** start Exercise data **

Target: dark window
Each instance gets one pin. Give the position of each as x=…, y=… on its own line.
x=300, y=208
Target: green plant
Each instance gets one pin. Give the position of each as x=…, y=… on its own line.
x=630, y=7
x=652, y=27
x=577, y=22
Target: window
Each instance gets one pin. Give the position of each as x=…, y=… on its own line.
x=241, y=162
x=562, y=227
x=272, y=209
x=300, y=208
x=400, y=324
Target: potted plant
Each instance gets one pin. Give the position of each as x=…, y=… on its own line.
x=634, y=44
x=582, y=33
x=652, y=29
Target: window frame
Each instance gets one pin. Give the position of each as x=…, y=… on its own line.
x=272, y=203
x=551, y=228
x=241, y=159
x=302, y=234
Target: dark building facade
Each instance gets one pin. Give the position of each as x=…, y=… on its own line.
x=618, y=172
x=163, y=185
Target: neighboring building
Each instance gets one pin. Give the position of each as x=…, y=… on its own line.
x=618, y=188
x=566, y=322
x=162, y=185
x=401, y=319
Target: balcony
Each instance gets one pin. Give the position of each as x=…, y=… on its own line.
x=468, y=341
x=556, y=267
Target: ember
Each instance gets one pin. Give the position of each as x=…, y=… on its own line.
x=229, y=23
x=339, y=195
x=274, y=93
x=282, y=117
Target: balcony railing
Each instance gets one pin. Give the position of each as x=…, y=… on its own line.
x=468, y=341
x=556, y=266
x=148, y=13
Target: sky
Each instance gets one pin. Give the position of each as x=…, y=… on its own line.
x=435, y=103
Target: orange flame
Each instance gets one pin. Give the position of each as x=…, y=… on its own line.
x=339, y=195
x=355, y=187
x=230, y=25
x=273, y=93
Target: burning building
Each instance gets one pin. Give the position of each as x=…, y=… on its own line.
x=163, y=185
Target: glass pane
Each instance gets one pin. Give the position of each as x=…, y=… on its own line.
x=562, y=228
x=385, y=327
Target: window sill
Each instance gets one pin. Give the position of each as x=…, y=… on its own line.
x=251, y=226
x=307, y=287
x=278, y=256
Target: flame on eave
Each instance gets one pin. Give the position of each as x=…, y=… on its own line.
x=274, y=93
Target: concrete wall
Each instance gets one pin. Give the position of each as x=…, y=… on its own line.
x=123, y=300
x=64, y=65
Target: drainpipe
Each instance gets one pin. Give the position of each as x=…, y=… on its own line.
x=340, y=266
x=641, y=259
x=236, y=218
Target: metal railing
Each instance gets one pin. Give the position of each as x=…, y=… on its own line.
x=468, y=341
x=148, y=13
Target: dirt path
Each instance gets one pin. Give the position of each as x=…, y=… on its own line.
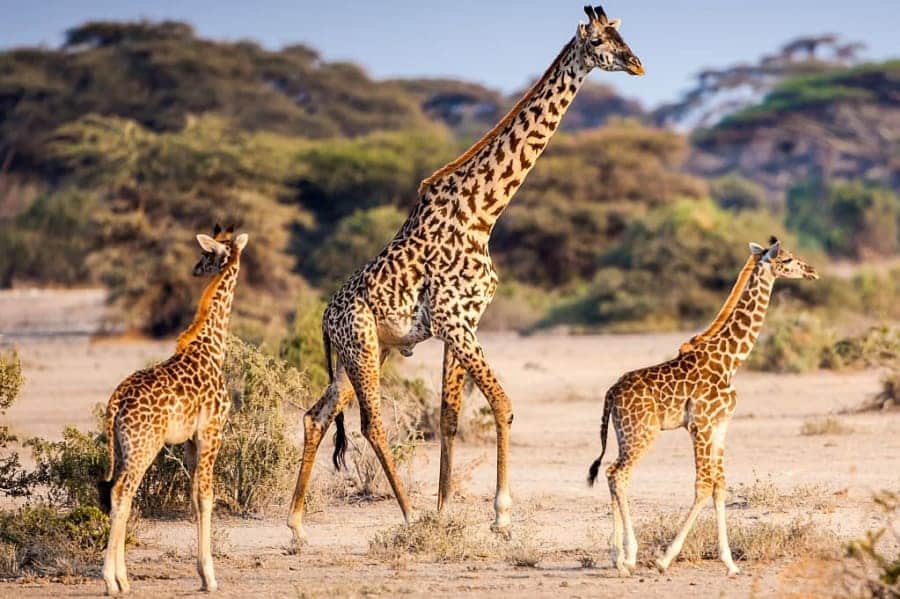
x=557, y=384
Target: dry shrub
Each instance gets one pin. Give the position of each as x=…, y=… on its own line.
x=889, y=396
x=13, y=480
x=828, y=426
x=44, y=541
x=869, y=570
x=758, y=541
x=452, y=536
x=793, y=340
x=764, y=494
x=876, y=346
x=11, y=379
x=258, y=457
x=253, y=467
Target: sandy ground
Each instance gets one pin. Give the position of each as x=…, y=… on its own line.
x=557, y=384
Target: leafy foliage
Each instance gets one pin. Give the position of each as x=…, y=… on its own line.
x=355, y=240
x=13, y=478
x=136, y=200
x=158, y=74
x=581, y=197
x=46, y=541
x=847, y=218
x=672, y=268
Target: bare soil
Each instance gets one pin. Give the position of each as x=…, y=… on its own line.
x=557, y=384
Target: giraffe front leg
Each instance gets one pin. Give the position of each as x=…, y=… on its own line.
x=719, y=491
x=616, y=541
x=632, y=445
x=451, y=402
x=208, y=443
x=365, y=377
x=315, y=422
x=702, y=491
x=468, y=351
x=134, y=463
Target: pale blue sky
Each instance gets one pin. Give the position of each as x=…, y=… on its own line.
x=500, y=44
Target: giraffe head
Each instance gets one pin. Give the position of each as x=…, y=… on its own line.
x=782, y=262
x=600, y=45
x=217, y=250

** end Exercise data **

What you will do -
Reproduce everything from the line containing "Target: leafy foliage" down to the line containing "x=672, y=268", substituting "dense foliage" for "leafy foliage" and leaving all other text unchanged.

The answer -
Target: dense foliage
Each instance gets one pin. Give the position of each as x=…, y=… on its own line.
x=355, y=240
x=13, y=478
x=136, y=200
x=158, y=74
x=581, y=197
x=46, y=541
x=847, y=218
x=672, y=268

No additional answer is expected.